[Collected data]
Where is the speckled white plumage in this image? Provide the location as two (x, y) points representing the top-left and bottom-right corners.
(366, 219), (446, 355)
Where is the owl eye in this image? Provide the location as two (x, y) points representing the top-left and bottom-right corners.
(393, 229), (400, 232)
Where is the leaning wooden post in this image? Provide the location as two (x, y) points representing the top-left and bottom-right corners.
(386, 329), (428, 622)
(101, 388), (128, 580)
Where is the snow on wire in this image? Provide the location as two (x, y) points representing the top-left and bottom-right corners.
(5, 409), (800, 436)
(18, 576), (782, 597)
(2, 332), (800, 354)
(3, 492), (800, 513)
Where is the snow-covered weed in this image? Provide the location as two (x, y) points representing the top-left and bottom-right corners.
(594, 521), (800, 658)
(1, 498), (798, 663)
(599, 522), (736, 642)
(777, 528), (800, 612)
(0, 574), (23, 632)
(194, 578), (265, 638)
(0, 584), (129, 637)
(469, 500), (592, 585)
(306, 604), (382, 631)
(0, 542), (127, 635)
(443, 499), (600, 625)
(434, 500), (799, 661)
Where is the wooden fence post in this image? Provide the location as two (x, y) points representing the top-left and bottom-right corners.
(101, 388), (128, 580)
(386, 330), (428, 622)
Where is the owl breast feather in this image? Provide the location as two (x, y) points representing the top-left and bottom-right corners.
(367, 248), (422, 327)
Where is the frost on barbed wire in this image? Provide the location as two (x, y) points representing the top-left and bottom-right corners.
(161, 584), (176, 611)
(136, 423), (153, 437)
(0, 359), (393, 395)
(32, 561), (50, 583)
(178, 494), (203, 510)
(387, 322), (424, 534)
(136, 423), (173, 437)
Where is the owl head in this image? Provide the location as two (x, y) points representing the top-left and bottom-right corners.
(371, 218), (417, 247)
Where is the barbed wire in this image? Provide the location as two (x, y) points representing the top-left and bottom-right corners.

> [Exercise objective]: Each entry needs to be written out again, exactly as given.

> [Solution to this task]:
Where is the speckled white plumage in this image? Provide the location as two (x, y) points representing the top-left and bottom-right corners.
(366, 219), (446, 355)
Where is the owl eye in this image? Provide the location as two (x, y) points representing the top-left and bottom-right corners.
(393, 229), (400, 232)
Where is the leaning wooden post in this image? Provide the location as two (x, y) points representing the top-left and bottom-right corners.
(386, 329), (428, 622)
(101, 388), (128, 580)
Where is the snow on wire in this image? Provide the location as two (x, y) points representing the top-left and bottom-right corners.
(5, 409), (800, 436)
(18, 576), (782, 597)
(2, 332), (800, 354)
(3, 492), (800, 513)
Where is the snow-covered weed in this image? Provide the location as two (x, y) points representing the top-left and bottom-right corners.
(594, 521), (800, 658)
(1, 498), (798, 663)
(599, 522), (736, 642)
(777, 528), (800, 612)
(0, 574), (23, 632)
(194, 578), (265, 638)
(0, 584), (129, 637)
(469, 500), (592, 585)
(306, 604), (382, 631)
(0, 542), (127, 635)
(443, 499), (600, 625)
(434, 500), (799, 661)
Where is the wooden fence post in this image? Provide the location as two (x, y) points representing the top-left and bottom-right corners.
(101, 388), (128, 580)
(386, 330), (428, 622)
Where is the owl breast feather in this image? Provide the location as two (x, y) points representing the top-left and bottom-right corners.
(367, 248), (422, 327)
Where is the frost on barbed wire in this image? Provide the location as two (x, y) points representing the top-left and bottom-right corners.
(161, 584), (176, 611)
(136, 423), (153, 437)
(0, 359), (393, 395)
(32, 561), (50, 583)
(178, 494), (203, 510)
(387, 322), (424, 534)
(136, 423), (173, 437)
Where is the owl head in this image? Provide the location as two (x, y) points representing the top-left and bottom-right corners.
(371, 218), (417, 247)
Where is the barbed wire in this image? Provide the location as two (x, y) points representing the top-left and bottom-right corners.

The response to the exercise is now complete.